*EXTRACT TO READ*:
Populated place in Cumberland County, New Jersey, US

Centre Grove is a census-designated place (CDP) located in Cumberland County, in the U.S. state of New Jersey. It is in the center part of the county, on the east side of Lawrence Township. It is bordered to the east by the city of Millville. Bridgeton, the Cumberland county seat, is 9 mi to the northwest.

Centre Grove was first listed as a CDP prior to the 2020 census with a population of 1,281.

==Demographics==

Centre Grove first appeared as a census designated place in the 2020 U.S. census.

Historical population
| Census | Pop. | Note | %± |
| 2020 | 1,281 |  | — |
U.S. Decennial Census 2020

===2020 census===

Centre Grove CDP, New Jersey – Racial and ethnic composition Note: the US Census treats Hispanic/Latino as an ethnic category. This table excludes Latinos from the racial categories and assigns them to a separate category. Hispanics/Latinos may be of any race.
| Race / Ethnicity (NH = Non-Hispanic) | Pop 2020 | % 2020 |
|---|---|---|
| White alone (NH) | 996 | 77.75% |
| Black or African American alone (NH) | 93 | 7.26% |
| Native American or Alaska Native alone (NH) | 6 | 0.47% |
| Asian alone (NH) | 3 | 0.23% |
| Native Hawaiian or Pacific Islander alone (NH) | 0 | 0.00% |
| Other race alone (NH) | 4 | 0.31% |
| Mixed race or Multiracial (NH) | 66 | 5.15% |
| Hispanic or Latino (any race) | 113 | 8.82% |
| Total | 1,281 | 100.00% |

==Education==
Students are zoned to Lawrence Township School District.

*PROBLEMS AND TASKS*:
**a)** According to the Centre Grove text, which city borders Centre Grove to the east?
**b)** Copy the Centre Grove text word for word, starting at "Centre Grove is" and ending at "2020 U.S. census.".
The material has no connection to the Centre Grove text.

*SUPPLIED INFORMATION*:
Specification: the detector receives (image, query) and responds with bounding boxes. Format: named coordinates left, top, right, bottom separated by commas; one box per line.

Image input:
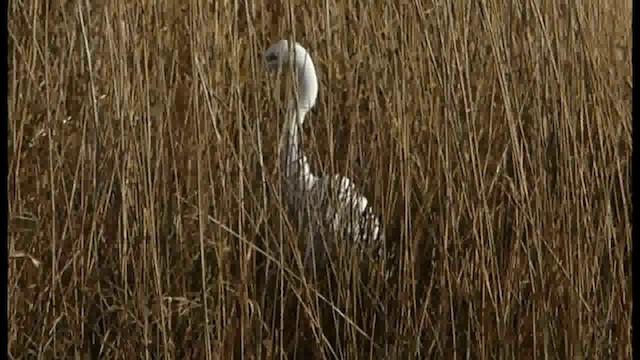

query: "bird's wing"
left=310, top=175, right=382, bottom=247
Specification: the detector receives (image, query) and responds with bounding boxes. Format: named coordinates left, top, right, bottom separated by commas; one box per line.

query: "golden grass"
left=8, top=0, right=632, bottom=359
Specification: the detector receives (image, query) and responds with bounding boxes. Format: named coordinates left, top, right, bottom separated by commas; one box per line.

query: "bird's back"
left=309, top=175, right=384, bottom=255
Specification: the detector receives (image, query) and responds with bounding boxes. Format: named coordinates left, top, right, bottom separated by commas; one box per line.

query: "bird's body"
left=265, top=40, right=385, bottom=276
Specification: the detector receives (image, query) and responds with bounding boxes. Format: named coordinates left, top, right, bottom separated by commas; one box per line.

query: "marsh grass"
left=8, top=0, right=632, bottom=359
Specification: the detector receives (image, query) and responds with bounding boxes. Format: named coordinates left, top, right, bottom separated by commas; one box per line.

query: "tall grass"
left=7, top=0, right=632, bottom=359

*SOLUTIONS TO EACH TASK*:
**a)** Millville

**b)**
Centre Grove is a census-designated place (CDP) located in Cumberland County, in the U.S. state of New Jersey. It is in the center part of the county, on the east side of Lawrence Township. It is bordered to the east by the city of Millville. Bridgeton, the Cumberland county seat, is 9 mi to the northwest.

Centre Grove was first listed as a CDP prior to the 2020 census with a population of 1,281.

==Demographics==

Centre Grove first appeared as a census designated place in the 2020 U.S. census.